What to do: Reproduce the listing below, swapping "component" for "module" wherever it occurs and leaving everything else unchanged.

[Data extracted from a collection]
*****
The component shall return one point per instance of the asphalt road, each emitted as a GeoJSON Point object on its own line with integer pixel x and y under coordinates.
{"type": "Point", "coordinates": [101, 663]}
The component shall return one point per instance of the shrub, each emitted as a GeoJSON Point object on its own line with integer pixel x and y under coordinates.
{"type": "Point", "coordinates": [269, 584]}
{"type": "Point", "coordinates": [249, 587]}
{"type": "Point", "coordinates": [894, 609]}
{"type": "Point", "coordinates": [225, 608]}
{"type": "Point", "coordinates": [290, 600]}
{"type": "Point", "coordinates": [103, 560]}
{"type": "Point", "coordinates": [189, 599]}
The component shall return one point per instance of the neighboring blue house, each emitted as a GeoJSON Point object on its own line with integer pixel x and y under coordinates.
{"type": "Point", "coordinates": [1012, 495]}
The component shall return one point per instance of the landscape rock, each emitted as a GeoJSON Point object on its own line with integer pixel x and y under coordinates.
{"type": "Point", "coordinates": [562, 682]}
*****
Right answer:
The module shall return one point per instance of the asphalt road, each emitted as a GeoJSON Point object on its own line with integer pixel x and y under coordinates.
{"type": "Point", "coordinates": [101, 663]}
The module shall return one point per instance of the shrub, each emitted as a GeoJSON Point object on its own line with integer pixel x and y under coordinates.
{"type": "Point", "coordinates": [269, 584]}
{"type": "Point", "coordinates": [249, 587]}
{"type": "Point", "coordinates": [894, 609]}
{"type": "Point", "coordinates": [225, 608]}
{"type": "Point", "coordinates": [290, 600]}
{"type": "Point", "coordinates": [103, 560]}
{"type": "Point", "coordinates": [189, 599]}
The module shall return one point per instance of the neighboring blue house, each emitted as a GeoJSON Point object on its own line with integer pixel x and y under coordinates.
{"type": "Point", "coordinates": [1012, 495]}
The module shall return one point per instance of the landscape rock, each emitted as a GeoJSON Point object on its own line with integer pixel x and y under coordinates.
{"type": "Point", "coordinates": [562, 682]}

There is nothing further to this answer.